## Records to use
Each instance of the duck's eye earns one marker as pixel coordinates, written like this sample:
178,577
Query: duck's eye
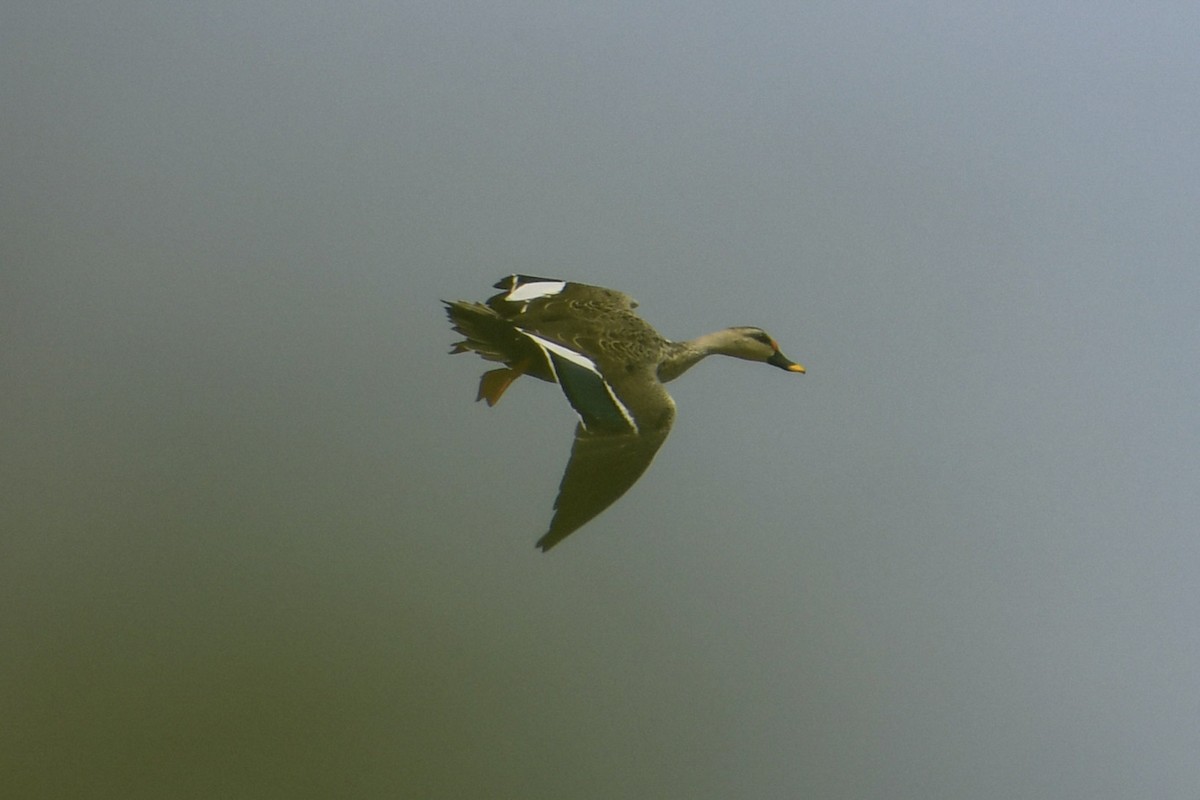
759,336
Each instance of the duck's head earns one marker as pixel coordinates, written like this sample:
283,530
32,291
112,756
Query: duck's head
754,344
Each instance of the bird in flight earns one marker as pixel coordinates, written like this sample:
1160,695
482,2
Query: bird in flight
611,366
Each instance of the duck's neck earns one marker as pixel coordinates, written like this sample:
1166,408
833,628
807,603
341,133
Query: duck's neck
682,356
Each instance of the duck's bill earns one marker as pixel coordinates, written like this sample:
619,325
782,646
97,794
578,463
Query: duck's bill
780,360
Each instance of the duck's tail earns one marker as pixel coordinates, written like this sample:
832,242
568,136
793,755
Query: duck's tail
496,340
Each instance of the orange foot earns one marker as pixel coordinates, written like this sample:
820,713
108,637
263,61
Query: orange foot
495,383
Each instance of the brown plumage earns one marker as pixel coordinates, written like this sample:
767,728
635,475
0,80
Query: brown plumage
610,365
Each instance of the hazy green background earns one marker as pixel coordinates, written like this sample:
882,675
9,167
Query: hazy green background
259,542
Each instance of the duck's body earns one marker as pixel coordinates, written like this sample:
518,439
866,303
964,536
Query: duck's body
611,366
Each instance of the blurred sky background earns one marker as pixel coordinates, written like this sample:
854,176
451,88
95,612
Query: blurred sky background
258,541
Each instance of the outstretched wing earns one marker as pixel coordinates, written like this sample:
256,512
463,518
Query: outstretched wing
601,469
609,455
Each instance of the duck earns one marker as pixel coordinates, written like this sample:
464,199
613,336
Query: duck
611,366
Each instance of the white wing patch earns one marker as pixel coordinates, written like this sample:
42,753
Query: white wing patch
527,292
600,415
565,353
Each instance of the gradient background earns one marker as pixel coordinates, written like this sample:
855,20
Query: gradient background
259,542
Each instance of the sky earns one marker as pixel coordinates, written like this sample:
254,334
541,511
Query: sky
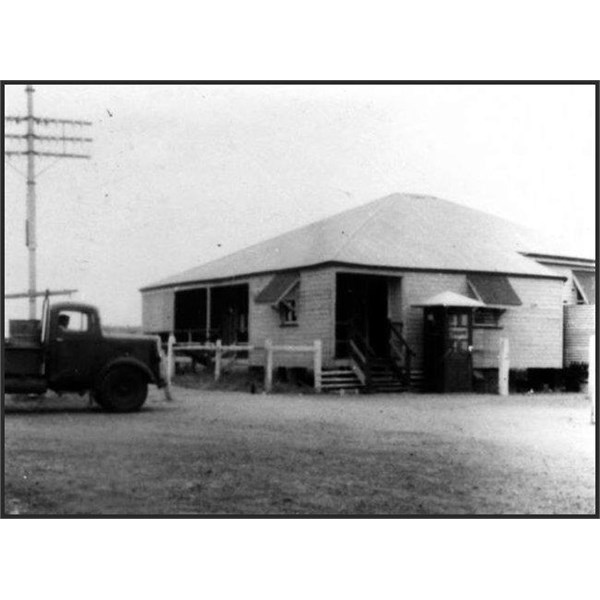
181,175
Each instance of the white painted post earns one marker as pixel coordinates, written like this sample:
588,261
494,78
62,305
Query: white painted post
170,359
592,376
268,366
317,365
503,366
218,361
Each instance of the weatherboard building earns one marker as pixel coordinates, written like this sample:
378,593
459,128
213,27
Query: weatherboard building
408,286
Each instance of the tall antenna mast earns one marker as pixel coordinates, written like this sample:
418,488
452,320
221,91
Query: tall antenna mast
31,152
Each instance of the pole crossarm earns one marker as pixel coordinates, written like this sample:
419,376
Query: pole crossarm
49,138
47,121
32,140
36,153
38,294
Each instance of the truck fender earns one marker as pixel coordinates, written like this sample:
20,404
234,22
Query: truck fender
129,361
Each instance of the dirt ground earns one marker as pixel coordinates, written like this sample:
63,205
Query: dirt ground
211,452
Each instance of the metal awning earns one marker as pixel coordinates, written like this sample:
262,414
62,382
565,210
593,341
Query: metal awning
586,281
451,299
493,290
278,288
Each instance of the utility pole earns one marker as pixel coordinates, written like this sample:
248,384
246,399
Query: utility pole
31,152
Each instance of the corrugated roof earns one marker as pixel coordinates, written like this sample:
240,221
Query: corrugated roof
398,231
277,288
494,289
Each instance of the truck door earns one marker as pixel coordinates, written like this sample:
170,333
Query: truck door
71,349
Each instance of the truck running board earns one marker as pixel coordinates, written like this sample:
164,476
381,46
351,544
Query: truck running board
25,385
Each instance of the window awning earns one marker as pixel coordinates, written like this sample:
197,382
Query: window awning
277,288
451,300
587,284
494,290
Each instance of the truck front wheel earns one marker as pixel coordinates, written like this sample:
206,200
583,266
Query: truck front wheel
123,389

## Exercise
Arrange every line of all the items above as a Markdown table with the columns Row and Line, numbering each row and skipping blank lines. Omit the pictures from the table.

## Response for this exercise
| Row | Line |
|---|---|
| 1 | Each instance of the duck's eye earns one marker as pixel coordinates, written like this sample: |
| 2 | 178,577 |
| 3 | Query: duck's eye |
| 4 | 759,336 |
| 5 | Each instance of the duck's head earns one marker as pixel coordinates, written like this sample: |
| 6 | 283,530 |
| 7 | 32,291 |
| 8 | 112,756 |
| 9 | Query: duck's head |
| 10 | 754,344 |
| 11 | Each instance of the bird in flight earns one marker as pixel coordinates, written like this sample: |
| 12 | 1160,695 |
| 13 | 482,2 |
| 14 | Query: bird in flight |
| 15 | 611,366 |
| 16 | Each instance of the duck's neck earns one marker as pixel coordinates, written like this sample: |
| 17 | 1166,408 |
| 18 | 833,628 |
| 19 | 807,603 |
| 20 | 341,133 |
| 21 | Query: duck's neck |
| 22 | 682,356 |
| 23 | Each instance of the duck's bill earns one marker as pixel coordinates, written like this sample: |
| 24 | 619,325 |
| 25 | 782,646 |
| 26 | 97,794 |
| 27 | 578,463 |
| 28 | Query: duck's bill |
| 29 | 780,360 |
| 30 | Each instance of the duck's tail earns one marker as pixel coordinates, written like this sample: |
| 31 | 832,242 |
| 32 | 568,136 |
| 33 | 793,755 |
| 34 | Query: duck's tail |
| 35 | 496,340 |
| 36 | Each instance of the orange foot earns one marker as pixel coordinates, written like this sample: |
| 37 | 820,713 |
| 38 | 108,637 |
| 39 | 263,61 |
| 40 | Query: orange foot |
| 41 | 495,383 |
| 42 | Each instance of the brown plumage earns one marker as pixel coordinates, written like this sample: |
| 43 | 767,728 |
| 44 | 635,475 |
| 45 | 0,80 |
| 46 | Query: brown plumage |
| 47 | 610,365 |
| 48 | Each instance of the hazy green background earns one marker as pixel coordinates, written like this sample: |
| 49 | 882,675 |
| 50 | 9,167 |
| 51 | Query: hazy green background |
| 52 | 259,542 |
| 53 | Each instance of the duck's body earns one marker as pixel coordinates, written like this sample: |
| 54 | 518,439 |
| 55 | 866,303 |
| 56 | 964,536 |
| 57 | Query: duck's body |
| 58 | 611,366 |
| 59 | Each instance of the blurred sky background earns one marker as pixel coordinates, written like this sample: |
| 60 | 854,176 |
| 61 | 451,88 |
| 62 | 95,612 |
| 63 | Query: blurred sky background |
| 64 | 258,541 |
| 65 | Each instance of the outstretched wing earns one marker as pixel coordinates, written like this sample: |
| 66 | 256,512 |
| 67 | 463,518 |
| 68 | Query: outstretched wing |
| 69 | 601,469 |
| 70 | 609,455 |
| 71 | Each instance of the duck earns one marker as pixel coordinates, written like this sample: |
| 72 | 464,199 |
| 73 | 613,336 |
| 74 | Query: duck |
| 75 | 611,366 |
| 76 | Each instance of the white wing patch earns one marker as pixel coordinates, written like this sample: |
| 77 | 42,753 |
| 78 | Query: white wing patch |
| 79 | 527,292 |
| 80 | 600,415 |
| 81 | 565,353 |
| 82 | Each instance of the gradient background earns one marker as pixel coordinates, written like this sample: |
| 83 | 855,20 |
| 84 | Query: gradient background |
| 85 | 259,542 |
| 86 | Each instance of the sky earns one marker as pixel coordinates, written like this sample: |
| 87 | 254,334 |
| 88 | 541,511 |
| 89 | Query: sky |
| 90 | 181,175 |
| 91 | Each instance of the white painted post earns one marker as pixel coordinates, written like this sample: |
| 92 | 588,261 |
| 93 | 494,78 |
| 94 | 62,305 |
| 95 | Query: white painted post |
| 96 | 170,359 |
| 97 | 592,376 |
| 98 | 268,366 |
| 99 | 317,365 |
| 100 | 503,366 |
| 101 | 218,361 |
| 102 | Each instance of the weatherboard building earns one marker as pixel coordinates, written like this sample: |
| 103 | 378,593 |
| 104 | 459,128 |
| 105 | 213,27 |
| 106 | Query: weatherboard building |
| 107 | 408,286 |
| 108 | Each instance of the tall antenna mast earns one marker as pixel coordinates, written like this sample: |
| 109 | 418,488 |
| 110 | 452,320 |
| 111 | 221,91 |
| 112 | Query: tall antenna mast |
| 113 | 31,152 |
| 114 | Each instance of the pole crossarm earns one marker as pixel coordinates, written like this sample: |
| 115 | 419,376 |
| 116 | Query: pole crossarm |
| 117 | 49,138 |
| 118 | 47,121 |
| 119 | 32,140 |
| 120 | 36,153 |
| 121 | 38,294 |
| 122 | Each instance of the truck fender earns one marker as pixel coordinates, written like this sample: |
| 123 | 20,404 |
| 124 | 234,22 |
| 125 | Query: truck fender |
| 126 | 129,361 |
| 127 | Each instance of the dirt ground earns one marker as pixel coordinates, written like this sample: |
| 128 | 63,205 |
| 129 | Query: dirt ground |
| 130 | 211,452 |
| 131 | Each instance of the metal awning earns one marker as pixel coordinates, written like this sample: |
| 132 | 262,414 |
| 133 | 62,382 |
| 134 | 565,210 |
| 135 | 593,341 |
| 136 | Query: metal awning |
| 137 | 586,281 |
| 138 | 451,299 |
| 139 | 493,290 |
| 140 | 278,288 |
| 141 | Each instance of the utility pole earns one marker as pixel coordinates, written like this sample: |
| 142 | 248,384 |
| 143 | 246,399 |
| 144 | Query: utility pole |
| 145 | 31,152 |
| 146 | Each instance of the corrugated roof earns one marker as pixel coordinates, written like this sample: |
| 147 | 240,221 |
| 148 | Query: corrugated roof |
| 149 | 398,231 |
| 150 | 277,288 |
| 151 | 494,289 |
| 152 | Each instance of the truck door earns one marker as pixel coordinates, written like this sample: |
| 153 | 170,333 |
| 154 | Query: truck door |
| 155 | 71,349 |
| 156 | Each instance of the truck running board earns one marker as pixel coordinates, written like this sample: |
| 157 | 164,476 |
| 158 | 381,46 |
| 159 | 351,544 |
| 160 | Query: truck running board |
| 161 | 25,385 |
| 162 | Each instance of the window awning earns one marker as pixel coordinates, written like this sample: |
| 163 | 197,382 |
| 164 | Query: window awning |
| 165 | 277,288 |
| 166 | 451,300 |
| 167 | 587,284 |
| 168 | 494,290 |
| 169 | Each instance of the truck front wheel earns one marker as pixel coordinates, written like this sample: |
| 170 | 206,200 |
| 171 | 583,266 |
| 172 | Query: truck front wheel |
| 173 | 123,389 |